> _What is required_
Send back the entries below exactly as they appear.

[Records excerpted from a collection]
+ + + + +

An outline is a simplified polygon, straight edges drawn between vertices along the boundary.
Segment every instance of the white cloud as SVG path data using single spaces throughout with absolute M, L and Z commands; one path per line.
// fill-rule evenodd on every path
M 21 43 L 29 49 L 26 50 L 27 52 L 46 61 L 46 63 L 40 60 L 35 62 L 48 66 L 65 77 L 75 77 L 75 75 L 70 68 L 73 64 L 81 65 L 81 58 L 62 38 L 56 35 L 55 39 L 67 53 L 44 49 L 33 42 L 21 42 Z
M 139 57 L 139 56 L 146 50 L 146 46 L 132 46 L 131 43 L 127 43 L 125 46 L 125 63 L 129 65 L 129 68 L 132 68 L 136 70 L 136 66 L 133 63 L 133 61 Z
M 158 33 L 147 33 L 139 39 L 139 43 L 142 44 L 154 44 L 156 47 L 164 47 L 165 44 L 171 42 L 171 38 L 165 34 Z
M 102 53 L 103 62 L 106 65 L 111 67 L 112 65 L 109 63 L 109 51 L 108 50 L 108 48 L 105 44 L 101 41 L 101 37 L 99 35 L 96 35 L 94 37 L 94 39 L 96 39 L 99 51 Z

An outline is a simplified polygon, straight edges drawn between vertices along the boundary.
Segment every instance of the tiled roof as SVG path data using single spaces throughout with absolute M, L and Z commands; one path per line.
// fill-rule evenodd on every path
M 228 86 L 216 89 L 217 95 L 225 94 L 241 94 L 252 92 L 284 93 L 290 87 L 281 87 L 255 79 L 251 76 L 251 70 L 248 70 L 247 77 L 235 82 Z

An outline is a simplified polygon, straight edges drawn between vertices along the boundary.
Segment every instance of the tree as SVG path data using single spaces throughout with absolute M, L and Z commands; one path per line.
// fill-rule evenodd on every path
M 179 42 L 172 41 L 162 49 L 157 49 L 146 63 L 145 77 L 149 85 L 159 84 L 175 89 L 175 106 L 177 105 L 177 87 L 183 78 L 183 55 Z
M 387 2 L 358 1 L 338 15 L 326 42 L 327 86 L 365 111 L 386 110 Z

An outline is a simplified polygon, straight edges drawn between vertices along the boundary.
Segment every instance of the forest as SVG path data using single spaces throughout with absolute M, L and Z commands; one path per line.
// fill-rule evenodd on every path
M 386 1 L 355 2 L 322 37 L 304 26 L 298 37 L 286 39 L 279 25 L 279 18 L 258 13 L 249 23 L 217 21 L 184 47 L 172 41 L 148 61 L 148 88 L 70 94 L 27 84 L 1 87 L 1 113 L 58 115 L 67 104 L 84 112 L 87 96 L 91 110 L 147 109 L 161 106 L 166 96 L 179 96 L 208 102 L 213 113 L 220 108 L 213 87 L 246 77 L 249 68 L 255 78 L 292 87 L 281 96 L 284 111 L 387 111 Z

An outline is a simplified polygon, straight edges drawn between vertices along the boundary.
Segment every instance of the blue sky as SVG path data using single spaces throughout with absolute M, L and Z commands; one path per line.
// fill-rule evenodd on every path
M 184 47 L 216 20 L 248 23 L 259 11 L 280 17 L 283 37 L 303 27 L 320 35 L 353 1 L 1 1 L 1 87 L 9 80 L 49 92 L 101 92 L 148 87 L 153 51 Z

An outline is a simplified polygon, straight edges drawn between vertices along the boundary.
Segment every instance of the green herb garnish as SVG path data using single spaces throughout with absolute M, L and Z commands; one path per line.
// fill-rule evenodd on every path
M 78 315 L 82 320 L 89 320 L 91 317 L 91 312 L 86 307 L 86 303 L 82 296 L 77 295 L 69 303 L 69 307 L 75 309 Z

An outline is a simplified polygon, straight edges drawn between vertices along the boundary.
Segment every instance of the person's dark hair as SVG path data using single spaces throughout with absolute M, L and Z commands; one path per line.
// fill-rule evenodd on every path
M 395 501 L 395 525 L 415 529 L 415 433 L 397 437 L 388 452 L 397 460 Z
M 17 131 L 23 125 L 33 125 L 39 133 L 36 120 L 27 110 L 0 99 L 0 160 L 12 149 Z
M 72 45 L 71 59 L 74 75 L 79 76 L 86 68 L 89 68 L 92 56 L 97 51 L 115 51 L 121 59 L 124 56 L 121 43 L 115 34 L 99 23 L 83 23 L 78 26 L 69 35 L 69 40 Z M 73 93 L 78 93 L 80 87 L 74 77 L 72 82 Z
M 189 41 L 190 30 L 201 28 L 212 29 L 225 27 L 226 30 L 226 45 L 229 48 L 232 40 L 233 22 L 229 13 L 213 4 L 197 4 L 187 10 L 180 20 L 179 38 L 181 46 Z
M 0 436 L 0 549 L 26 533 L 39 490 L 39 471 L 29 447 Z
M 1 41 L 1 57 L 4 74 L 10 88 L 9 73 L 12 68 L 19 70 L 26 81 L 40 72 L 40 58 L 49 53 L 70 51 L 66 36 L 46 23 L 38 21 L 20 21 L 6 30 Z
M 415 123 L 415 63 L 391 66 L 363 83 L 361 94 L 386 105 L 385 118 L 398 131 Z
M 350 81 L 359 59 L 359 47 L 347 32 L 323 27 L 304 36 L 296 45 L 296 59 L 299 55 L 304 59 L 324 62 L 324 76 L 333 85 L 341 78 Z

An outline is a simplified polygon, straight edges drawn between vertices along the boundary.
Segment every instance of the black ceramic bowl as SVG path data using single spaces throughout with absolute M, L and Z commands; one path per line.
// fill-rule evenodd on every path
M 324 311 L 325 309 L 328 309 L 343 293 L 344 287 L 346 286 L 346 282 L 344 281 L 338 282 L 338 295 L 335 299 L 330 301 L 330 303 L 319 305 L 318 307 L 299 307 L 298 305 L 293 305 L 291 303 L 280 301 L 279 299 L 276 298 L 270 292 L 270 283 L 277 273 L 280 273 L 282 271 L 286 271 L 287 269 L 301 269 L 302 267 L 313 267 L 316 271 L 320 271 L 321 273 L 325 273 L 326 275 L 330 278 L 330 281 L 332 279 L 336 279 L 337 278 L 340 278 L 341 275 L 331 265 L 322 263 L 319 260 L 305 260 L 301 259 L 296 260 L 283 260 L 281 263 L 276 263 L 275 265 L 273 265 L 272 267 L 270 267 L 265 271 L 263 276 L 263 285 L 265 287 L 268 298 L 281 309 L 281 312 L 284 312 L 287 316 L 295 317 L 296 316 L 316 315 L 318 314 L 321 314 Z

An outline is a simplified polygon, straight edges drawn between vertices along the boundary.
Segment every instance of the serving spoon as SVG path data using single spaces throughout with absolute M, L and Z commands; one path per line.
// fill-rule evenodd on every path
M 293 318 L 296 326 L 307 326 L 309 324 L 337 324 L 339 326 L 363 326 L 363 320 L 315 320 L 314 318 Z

+ + + + +

> _Output below_
An outline is a simplified polygon, straight edges drawn between vertices along the boundary.
Segment every instance of the white cloud as SVG path data using single spaces throughout with absolute M, L and Z commands; one path per line.
// fill-rule evenodd on every path
M 21 43 L 29 49 L 26 50 L 27 52 L 46 61 L 46 63 L 40 60 L 35 62 L 48 66 L 65 77 L 75 77 L 75 75 L 70 68 L 73 64 L 81 65 L 81 58 L 62 38 L 56 35 L 55 39 L 67 53 L 44 49 L 33 42 L 21 42 Z
M 139 57 L 139 56 L 146 50 L 146 46 L 132 46 L 131 43 L 127 43 L 125 46 L 125 63 L 129 65 L 129 68 L 132 68 L 136 70 L 136 66 L 133 63 L 133 61 Z
M 158 33 L 147 33 L 139 39 L 139 43 L 142 44 L 154 44 L 156 47 L 164 47 L 165 44 L 171 42 L 171 38 L 165 34 Z
M 102 53 L 103 62 L 106 65 L 111 67 L 112 65 L 109 63 L 109 51 L 108 50 L 108 48 L 105 44 L 101 41 L 101 37 L 99 35 L 96 35 L 94 37 L 94 39 L 96 39 L 99 51 Z

An outline is a simplified polygon, straight edges drawn between vertices along the boundary.
Segment every instance of the tiled roof as SVG path data using single spaces throughout with absolute M, L and Z commands; one path per line.
// fill-rule evenodd on every path
M 228 86 L 216 89 L 217 95 L 225 94 L 241 94 L 252 92 L 284 93 L 290 87 L 281 87 L 255 79 L 251 76 L 251 70 L 248 70 L 247 77 L 235 82 Z

An outline is a simplified polygon, straight edges drawn between vertices along the boundary.
Segment every instance of the tree as SVG path data using single spaces throughout with absolute M, L and Z commands; one path per line.
// fill-rule evenodd on every path
M 179 42 L 172 41 L 162 49 L 157 49 L 146 63 L 145 77 L 149 85 L 159 84 L 175 89 L 175 106 L 177 105 L 177 87 L 183 78 L 183 55 Z
M 387 2 L 358 1 L 338 15 L 326 42 L 327 86 L 365 111 L 386 110 Z

An outline is a simplified polygon, straight edges drawn between vertices along the boundary.
Segment every instance of the forest as SVG path data using single spaces throughout with absolute M, L and Z commands; one path per line.
// fill-rule evenodd on every path
M 386 1 L 355 2 L 322 37 L 304 26 L 298 37 L 286 39 L 279 25 L 279 18 L 258 13 L 249 23 L 217 21 L 184 47 L 172 41 L 148 61 L 148 88 L 70 94 L 27 84 L 1 87 L 1 113 L 58 115 L 67 104 L 84 112 L 87 96 L 91 110 L 147 109 L 161 106 L 166 96 L 179 96 L 208 102 L 213 113 L 220 108 L 213 87 L 246 77 L 249 68 L 255 78 L 292 87 L 281 96 L 284 111 L 387 111 Z

An outline is a simplified polygon, straight edges drawn between vertices along the boundary.
Segment every instance of the blue sky as SVG path data using single spaces throughout with absolute M, L and Z commands; one path per line.
// fill-rule evenodd on every path
M 184 47 L 216 20 L 248 23 L 259 11 L 280 17 L 283 37 L 303 27 L 320 35 L 353 1 L 1 1 L 1 87 L 9 80 L 49 92 L 101 92 L 148 87 L 153 51 Z

An outline is a simplified polygon, straight edges drawn between vertices along the boundary.
Segment every instance of the green herb garnish as SVG path data using single spaces throughout with absolute M, L and Z commands; one path per line.
// fill-rule evenodd on every path
M 78 315 L 82 320 L 89 320 L 91 317 L 91 312 L 86 307 L 86 303 L 82 296 L 77 295 L 69 303 L 69 307 L 75 309 Z

An outline is a simplified polygon, straight edges drawn between vertices along the boundary.
Segment every instance of the person's dark hair as SVG path data using single spaces throughout with absolute M, L and Z commands; one path per line.
// fill-rule evenodd on every path
M 395 501 L 395 525 L 415 529 L 415 433 L 397 437 L 388 452 L 397 460 Z
M 17 131 L 23 125 L 33 125 L 39 133 L 36 120 L 27 110 L 0 99 L 0 160 L 12 149 Z
M 72 45 L 71 59 L 74 75 L 79 76 L 86 68 L 89 68 L 92 56 L 97 51 L 115 51 L 121 59 L 124 56 L 121 43 L 115 34 L 99 23 L 83 23 L 78 26 L 69 35 L 69 40 Z M 73 93 L 78 93 L 80 87 L 74 77 L 72 82 Z
M 189 41 L 190 30 L 201 28 L 212 29 L 225 27 L 226 30 L 226 45 L 229 48 L 232 40 L 233 22 L 229 13 L 213 4 L 197 4 L 187 10 L 180 20 L 179 38 L 181 46 Z
M 0 436 L 0 549 L 26 533 L 39 490 L 39 471 L 29 447 Z
M 1 41 L 1 57 L 4 74 L 10 88 L 9 73 L 12 68 L 19 70 L 26 81 L 40 72 L 40 58 L 49 53 L 70 51 L 66 36 L 46 23 L 38 21 L 20 21 L 6 30 Z
M 415 123 L 415 63 L 391 66 L 363 83 L 361 94 L 386 105 L 385 118 L 398 131 Z
M 350 81 L 359 59 L 359 47 L 347 32 L 323 27 L 304 36 L 296 45 L 296 59 L 299 55 L 304 59 L 324 62 L 324 76 L 333 85 L 341 78 Z

An outline is a simplified polygon, straight edges drawn between vertices along the boundary.
Segment every instance of the black ceramic bowl as SVG path data using single spaces throughout with absolute M, L and Z commands; one path per line.
// fill-rule evenodd on every path
M 324 311 L 325 309 L 328 309 L 343 293 L 344 287 L 346 286 L 346 282 L 344 281 L 338 282 L 338 295 L 335 299 L 330 301 L 330 303 L 319 305 L 318 307 L 299 307 L 298 305 L 293 305 L 291 303 L 280 301 L 279 299 L 276 298 L 270 292 L 270 283 L 277 273 L 280 273 L 282 271 L 286 271 L 287 269 L 301 269 L 302 267 L 313 267 L 316 271 L 320 271 L 321 273 L 325 273 L 326 275 L 330 278 L 330 281 L 332 279 L 336 279 L 337 278 L 340 278 L 341 275 L 331 265 L 322 263 L 319 260 L 305 260 L 301 259 L 296 260 L 283 260 L 281 263 L 276 263 L 275 265 L 273 265 L 272 267 L 270 267 L 265 271 L 263 276 L 263 285 L 265 287 L 268 298 L 281 309 L 281 312 L 284 312 L 287 316 L 295 317 L 296 316 L 316 315 L 318 314 L 321 314 Z

An outline is a simplified polygon, straight edges drawn between vertices along the boundary.
Segment every instance of the serving spoon as SVG path data using single spaces throughout with absolute M, L and Z commands; one path per line.
// fill-rule evenodd on every path
M 293 318 L 296 326 L 307 326 L 309 324 L 337 324 L 339 326 L 363 326 L 363 320 L 315 320 L 314 318 Z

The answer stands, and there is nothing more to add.